## TASK TO COMPLETE
From the entries that follow, extract each line holding the string "photo".
=-=-=-=-=
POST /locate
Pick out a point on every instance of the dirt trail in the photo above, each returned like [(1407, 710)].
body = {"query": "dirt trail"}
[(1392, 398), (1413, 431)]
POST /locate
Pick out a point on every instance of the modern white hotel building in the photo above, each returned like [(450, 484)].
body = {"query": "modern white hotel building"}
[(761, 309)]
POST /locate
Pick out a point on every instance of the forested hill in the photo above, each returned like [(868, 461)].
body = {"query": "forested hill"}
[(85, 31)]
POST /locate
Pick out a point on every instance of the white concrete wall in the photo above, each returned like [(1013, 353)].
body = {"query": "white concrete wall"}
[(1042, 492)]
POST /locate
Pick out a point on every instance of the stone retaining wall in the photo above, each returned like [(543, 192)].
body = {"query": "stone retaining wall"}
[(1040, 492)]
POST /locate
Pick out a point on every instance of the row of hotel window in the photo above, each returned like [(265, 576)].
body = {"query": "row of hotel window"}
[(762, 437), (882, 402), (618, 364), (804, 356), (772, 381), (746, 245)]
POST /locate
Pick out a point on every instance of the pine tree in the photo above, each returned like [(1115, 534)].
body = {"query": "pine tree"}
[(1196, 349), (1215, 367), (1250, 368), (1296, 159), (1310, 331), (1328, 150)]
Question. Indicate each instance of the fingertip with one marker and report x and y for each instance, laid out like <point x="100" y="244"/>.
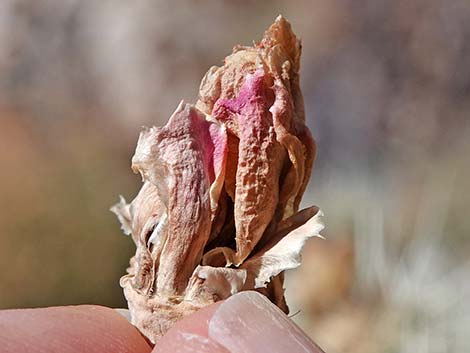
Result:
<point x="249" y="322"/>
<point x="191" y="334"/>
<point x="84" y="328"/>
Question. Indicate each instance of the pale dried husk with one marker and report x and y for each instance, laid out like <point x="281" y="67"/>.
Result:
<point x="222" y="182"/>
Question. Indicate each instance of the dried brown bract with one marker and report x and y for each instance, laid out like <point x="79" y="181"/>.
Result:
<point x="222" y="182"/>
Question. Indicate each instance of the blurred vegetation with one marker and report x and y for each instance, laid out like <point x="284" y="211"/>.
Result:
<point x="387" y="95"/>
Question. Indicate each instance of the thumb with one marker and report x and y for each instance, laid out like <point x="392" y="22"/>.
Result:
<point x="246" y="322"/>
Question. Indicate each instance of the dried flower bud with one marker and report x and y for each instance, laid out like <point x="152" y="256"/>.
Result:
<point x="218" y="210"/>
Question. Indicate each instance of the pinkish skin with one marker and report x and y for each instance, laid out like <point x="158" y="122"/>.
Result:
<point x="257" y="174"/>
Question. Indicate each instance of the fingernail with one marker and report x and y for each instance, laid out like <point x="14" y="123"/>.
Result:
<point x="249" y="322"/>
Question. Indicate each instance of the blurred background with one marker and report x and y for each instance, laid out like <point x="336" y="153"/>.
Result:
<point x="387" y="93"/>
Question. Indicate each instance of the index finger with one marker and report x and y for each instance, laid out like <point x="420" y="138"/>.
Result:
<point x="84" y="328"/>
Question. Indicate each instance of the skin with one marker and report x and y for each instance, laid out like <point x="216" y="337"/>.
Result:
<point x="89" y="328"/>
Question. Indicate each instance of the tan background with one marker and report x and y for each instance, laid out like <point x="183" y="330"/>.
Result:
<point x="387" y="93"/>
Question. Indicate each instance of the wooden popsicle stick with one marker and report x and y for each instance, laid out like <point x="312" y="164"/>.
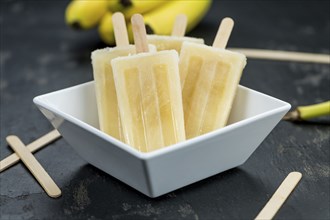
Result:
<point x="180" y="25"/>
<point x="223" y="34"/>
<point x="139" y="33"/>
<point x="279" y="197"/>
<point x="284" y="55"/>
<point x="120" y="30"/>
<point x="32" y="147"/>
<point x="34" y="166"/>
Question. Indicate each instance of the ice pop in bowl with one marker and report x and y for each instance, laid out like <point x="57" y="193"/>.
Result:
<point x="73" y="112"/>
<point x="209" y="79"/>
<point x="107" y="104"/>
<point x="149" y="94"/>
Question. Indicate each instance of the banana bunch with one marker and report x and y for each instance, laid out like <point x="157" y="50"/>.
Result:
<point x="159" y="15"/>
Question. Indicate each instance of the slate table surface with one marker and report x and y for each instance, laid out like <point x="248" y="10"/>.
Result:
<point x="40" y="54"/>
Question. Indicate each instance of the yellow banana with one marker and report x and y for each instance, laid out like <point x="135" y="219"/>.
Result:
<point x="161" y="20"/>
<point x="85" y="14"/>
<point x="308" y="112"/>
<point x="106" y="29"/>
<point x="130" y="7"/>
=-=-=-=-=
## ANSWER BOX
Pick out a point on every instance of the dirt trail in the photo above, each returned like [(1407, 710)].
Pick out a point on every instance of the modern white hotel building in the photo above, each returned like [(450, 484)].
Pick out a point on every instance of the forested hill in the photo above, each returned like [(868, 461)].
Pick out a point on every instance of the white concrete wall in the photo above, each returned like [(1013, 353)].
Pick out a point on every instance of the stone retaining wall in the photo above, each returned like [(543, 192)].
Pick out a point on every instance of the row of hotel window in the photo above, each returned like [(265, 576)].
Pick out a point on every instance of the pine tree in the photo above, each returned like [(1115, 534)].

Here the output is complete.